**DATA EXTRACTS**
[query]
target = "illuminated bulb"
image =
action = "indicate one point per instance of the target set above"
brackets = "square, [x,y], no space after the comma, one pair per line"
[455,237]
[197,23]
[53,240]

**WHAT YOU HAVE TO DO**
Reproduce every line of the data so that nothing differs from the original.

**YOUR SOLUTION**
[query]
target = "illuminated bulb"
image =
action = "indicate one point per instance of the target set above"
brackets = "square, [x,y], no space after the comma, one pair per line"
[455,237]
[197,23]
[53,240]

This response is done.